INPUT MATERIAL:
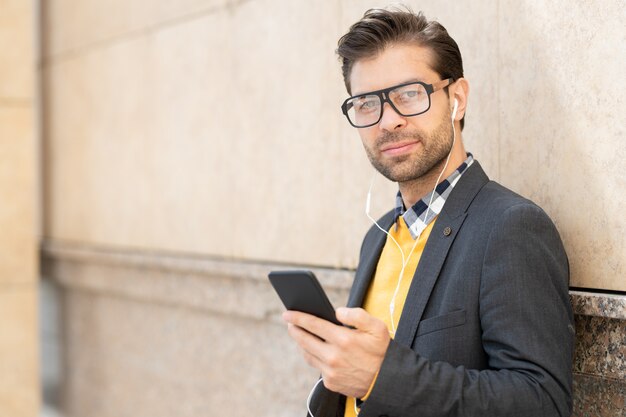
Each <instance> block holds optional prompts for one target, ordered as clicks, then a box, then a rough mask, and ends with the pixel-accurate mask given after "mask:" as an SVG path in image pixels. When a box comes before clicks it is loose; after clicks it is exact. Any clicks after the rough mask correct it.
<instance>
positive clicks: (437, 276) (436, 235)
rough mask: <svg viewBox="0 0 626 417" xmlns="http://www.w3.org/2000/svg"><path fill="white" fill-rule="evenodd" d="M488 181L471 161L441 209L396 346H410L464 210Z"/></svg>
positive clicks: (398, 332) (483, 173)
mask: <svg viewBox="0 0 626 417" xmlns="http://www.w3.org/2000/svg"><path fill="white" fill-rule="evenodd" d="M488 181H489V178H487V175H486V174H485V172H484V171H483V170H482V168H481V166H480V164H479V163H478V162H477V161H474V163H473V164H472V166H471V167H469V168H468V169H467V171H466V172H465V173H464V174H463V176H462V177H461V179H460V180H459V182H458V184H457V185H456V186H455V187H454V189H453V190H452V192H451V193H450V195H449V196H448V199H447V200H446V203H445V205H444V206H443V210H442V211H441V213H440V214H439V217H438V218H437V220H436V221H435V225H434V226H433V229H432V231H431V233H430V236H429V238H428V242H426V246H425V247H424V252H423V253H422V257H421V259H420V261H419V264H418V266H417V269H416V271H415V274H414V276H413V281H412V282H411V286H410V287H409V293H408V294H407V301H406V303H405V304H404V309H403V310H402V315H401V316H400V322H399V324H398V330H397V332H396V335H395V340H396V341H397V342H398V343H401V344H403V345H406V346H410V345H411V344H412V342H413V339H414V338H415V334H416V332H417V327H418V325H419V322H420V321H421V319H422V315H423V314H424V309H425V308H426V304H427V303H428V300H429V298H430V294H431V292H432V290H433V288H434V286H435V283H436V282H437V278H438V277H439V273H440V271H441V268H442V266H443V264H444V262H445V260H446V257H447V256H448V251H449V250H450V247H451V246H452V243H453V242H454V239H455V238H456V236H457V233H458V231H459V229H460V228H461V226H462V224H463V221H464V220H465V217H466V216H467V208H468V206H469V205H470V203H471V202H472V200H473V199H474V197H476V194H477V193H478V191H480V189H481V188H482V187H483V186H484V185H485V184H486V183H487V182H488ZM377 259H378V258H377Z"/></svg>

EXERCISE:
Could you repeat, exactly and with nothing else, the lines from the first line of the records through the line containing "rough mask: <svg"? Leave out the pictures.

WRITTEN REPLY:
Each <instance> block holds optional prompts for one target, ordered as clicks, then a box, then a rough mask, and ends with the pixel-accurate mask given after "mask:" as an SVG path in image pixels. When a box comes before clicks it is loose; after clicks it is exact. Any clicks after the rough mask correct it.
<instance>
positive clicks: (437, 276) (436, 235)
rough mask: <svg viewBox="0 0 626 417" xmlns="http://www.w3.org/2000/svg"><path fill="white" fill-rule="evenodd" d="M488 181L471 161L441 209L396 346H410L464 210Z"/></svg>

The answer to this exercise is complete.